Task to carry out: Starting at the line with "Pinpoint every instance of branch." and stopping at the final line, retype the data below exactly; do not carry over any pictures.

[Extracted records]
::::

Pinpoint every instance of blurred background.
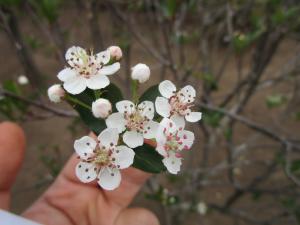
[0,0,300,225]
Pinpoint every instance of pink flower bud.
[107,46,123,61]
[92,98,112,119]
[48,84,66,103]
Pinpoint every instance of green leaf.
[132,144,166,173]
[291,159,300,176]
[68,84,123,135]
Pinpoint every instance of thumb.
[115,208,159,225]
[0,122,25,209]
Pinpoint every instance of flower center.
[169,92,193,116]
[164,132,182,152]
[70,52,103,79]
[125,110,149,133]
[93,149,110,166]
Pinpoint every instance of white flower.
[106,100,158,148]
[196,202,207,215]
[131,63,150,83]
[92,98,112,119]
[48,84,66,103]
[156,118,195,174]
[74,128,135,190]
[107,46,123,61]
[155,80,202,128]
[18,75,29,85]
[57,46,120,95]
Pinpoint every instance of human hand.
[0,122,159,225]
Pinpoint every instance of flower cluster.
[48,46,201,190]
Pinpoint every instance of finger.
[115,208,159,225]
[103,167,151,208]
[0,122,25,209]
[47,154,151,208]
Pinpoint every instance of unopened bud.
[92,98,112,119]
[131,63,150,83]
[48,84,66,103]
[18,75,29,85]
[107,46,123,61]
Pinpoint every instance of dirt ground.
[0,9,300,225]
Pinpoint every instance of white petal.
[179,85,196,103]
[98,128,119,148]
[163,152,182,174]
[157,118,178,134]
[65,46,88,67]
[98,167,121,191]
[170,115,185,129]
[74,136,97,159]
[138,101,154,120]
[112,145,135,169]
[57,68,76,81]
[123,131,144,148]
[143,120,159,139]
[158,80,176,98]
[105,113,126,133]
[86,74,109,90]
[185,112,202,123]
[156,143,167,156]
[96,50,110,64]
[155,97,171,117]
[64,76,86,95]
[98,62,121,76]
[116,100,135,114]
[178,130,195,150]
[75,162,97,183]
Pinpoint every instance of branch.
[0,89,78,117]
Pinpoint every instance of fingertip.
[0,121,25,151]
[116,208,160,225]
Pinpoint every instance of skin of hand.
[0,122,159,225]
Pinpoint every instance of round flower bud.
[131,63,150,83]
[48,84,66,103]
[18,75,29,85]
[107,46,123,61]
[92,98,112,119]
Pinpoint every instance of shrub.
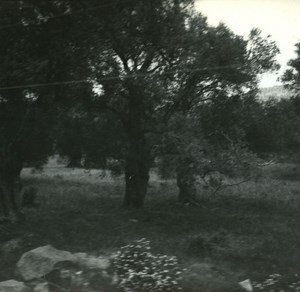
[113,239,182,292]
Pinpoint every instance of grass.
[0,165,300,292]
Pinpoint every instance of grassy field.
[0,164,300,292]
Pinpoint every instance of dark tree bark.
[67,154,83,168]
[176,162,197,204]
[0,158,22,219]
[124,85,150,208]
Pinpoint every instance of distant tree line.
[0,0,300,216]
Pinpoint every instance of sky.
[195,0,300,87]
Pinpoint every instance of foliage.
[282,42,300,94]
[113,239,182,292]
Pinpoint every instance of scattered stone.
[33,282,50,292]
[73,252,110,270]
[17,245,75,281]
[0,280,30,292]
[0,238,23,253]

::::

Result of this exercise:
Pinpoint every instance of branch.
[0,89,78,117]
Pinpoint every instance of fingertip.
[0,121,25,151]
[116,208,160,225]
Pinpoint every instance of skin of hand.
[0,122,159,225]
Pinpoint every instance of round flower bud.
[131,63,150,83]
[48,84,66,103]
[18,75,29,85]
[107,46,123,61]
[92,98,112,119]
Pinpoint every instance of shrub.
[113,239,182,292]
Pinpoint every instance of grass.
[0,165,300,292]
Pinpoint every instance of grassy field.
[0,164,300,292]
Pinpoint every instance of dark tree bark.
[67,154,83,168]
[176,162,197,204]
[0,158,22,219]
[124,85,150,208]
Pinpoint every instance of distant tree line.
[0,0,300,216]
Pinpoint every instance of sky.
[195,0,300,87]
Pinpoint every instance of foliage.
[282,42,300,94]
[113,239,182,292]
Pinpoint every instance of scattered stone.
[33,282,50,292]
[73,252,110,270]
[17,245,75,281]
[0,280,30,292]
[0,238,23,253]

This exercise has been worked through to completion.